Estratto del testo:

Egli era suo costume, quale ora sei o otto o più o meno canti fatti
n'avea, quegli, prima che alcuna altro gli vedesse, donde che egli fosse,
mandare a messer Cane della Scala, il quale egli oltre a ogni altro uomo avea
in reverenza; e, poi che da lui eran veduti, ne facea copia a chi la ne volea.
E in così fatta maniera avendogliele tutti fuori che gli ultimi tredici
canti, mandati, e quegii avendo fatti, né ancora mandatigli; avvenne che egli,
senza avere alcuna memoria di lasciargli, si morì. E, cercato da que'
che rimasero, e figliuoli e discepoli, più volte e in più mesi,
fra ogni sua scrittura, se alla sua opera avesse fatta alcuna fine, né
trovandosi per alcun modo li canti residui, essendone generalmente ogni suo
amico cruccioso, che Iddio non l'aveva almeno tanto prestato al mondo ch'egli
il picciolo rimanente della sua opera avesse potuto compiere, dal più
cercare, non trovandogli, s'erano, disperati, rimasi.
Eransi Iacopo e Piero, figliuoli di Dante,
de' quali ciascuno era dicitore in rima, per persuasioni d'alcuni loro amici,
messi a volere, in quanto per loro si potesse, supplire la paterna opera,
acciò che imperfetta non procedesse; quando a Iacopo, il quale in
ciò era molto più che l'altro fervente, apparve una mirabile
visione, la quale non solamente dalla stolta presunzione il tolse, ma gli
mostrò dove fossero li tredici canti, li quali alla divina Comedia
mancavano, e da loro non saputi trovare.

Istruzioni:
1. Per ciascuna affermazione indica se concorda con il brano, rispondendo sì o no e citando alla lettera le parole decisive: (a) Dante mandava i canti a messer Cane della Scala prima che altri li vedessero; (b) Piero era più fervente di Iacopo nel voler completare l'opera del padre; (c) i familiari cercarono i canti mancanti per pochi giorni soltanto.
2. Trascrivi dal brano la parte che si apre con le parole contenenti "E in così fatta" e si chiude con "s'erano, disperati, rimasi.".

Materiale raccolto:
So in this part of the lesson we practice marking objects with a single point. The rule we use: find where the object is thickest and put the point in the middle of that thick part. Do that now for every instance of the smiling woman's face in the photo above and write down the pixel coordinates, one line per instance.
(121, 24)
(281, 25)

Soluzioni:
1.
(a) Sì: "prima che alcuna altro gli vedesse, donde che egli fosse, mandare a messer Cane della Scala".
(b) No: "Iacopo, il quale in ciò era molto più che l'altro fervente".
(c) No: "più volte e in più mesi".

2.
E in così fatta maniera avendogliele tutti fuori che gli ultimi tredici
canti, mandati, e quegii avendo fatti, né ancora mandatigli; avvenne che egli,
senza avere alcuna memoria di lasciargli, si morì. E, cercato da que'
che rimasero, e figliuoli e discepoli, più volte e in più mesi,
fra ogni sua scrittura, se alla sua opera avesse fatta alcuna fine, né
trovandosi per alcun modo li canti residui, essendone generalmente ogni suo
amico cruccioso, che Iddio non l'aveva almeno tanto prestato al mondo ch'egli
il picciolo rimanente della sua opera avesse potuto compiere, dal più
cercare, non trovandogli, s'erano, disperati, rimasi.